* [Raw data]
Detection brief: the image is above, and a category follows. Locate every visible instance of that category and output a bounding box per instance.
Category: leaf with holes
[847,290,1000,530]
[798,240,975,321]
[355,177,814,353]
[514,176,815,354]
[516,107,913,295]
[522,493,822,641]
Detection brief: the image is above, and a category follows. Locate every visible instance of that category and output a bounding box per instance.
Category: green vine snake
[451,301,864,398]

==

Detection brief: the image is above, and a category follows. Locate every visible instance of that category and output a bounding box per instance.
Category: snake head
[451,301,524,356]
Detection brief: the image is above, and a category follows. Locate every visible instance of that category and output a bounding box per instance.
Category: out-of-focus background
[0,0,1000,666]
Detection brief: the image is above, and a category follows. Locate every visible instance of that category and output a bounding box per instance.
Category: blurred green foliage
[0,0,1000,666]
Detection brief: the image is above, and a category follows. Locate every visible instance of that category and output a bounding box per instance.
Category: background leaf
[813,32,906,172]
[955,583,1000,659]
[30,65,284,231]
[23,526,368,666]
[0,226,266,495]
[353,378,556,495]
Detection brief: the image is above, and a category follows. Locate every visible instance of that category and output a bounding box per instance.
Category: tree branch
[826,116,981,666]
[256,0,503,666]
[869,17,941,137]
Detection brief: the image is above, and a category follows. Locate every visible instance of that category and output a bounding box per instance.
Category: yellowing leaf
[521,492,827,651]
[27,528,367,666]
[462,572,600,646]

--

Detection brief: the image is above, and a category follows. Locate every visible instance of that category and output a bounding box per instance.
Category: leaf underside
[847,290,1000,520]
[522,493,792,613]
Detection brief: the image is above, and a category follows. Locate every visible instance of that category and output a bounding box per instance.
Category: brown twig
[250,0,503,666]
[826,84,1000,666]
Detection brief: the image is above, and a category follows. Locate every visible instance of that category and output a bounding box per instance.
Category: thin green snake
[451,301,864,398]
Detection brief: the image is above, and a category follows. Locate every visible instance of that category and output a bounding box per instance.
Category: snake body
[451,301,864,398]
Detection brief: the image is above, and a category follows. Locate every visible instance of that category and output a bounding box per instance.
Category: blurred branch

* [Task description] Tally the lines in the records above that contain the string "branch". Give only the number.

* [The completed task] 2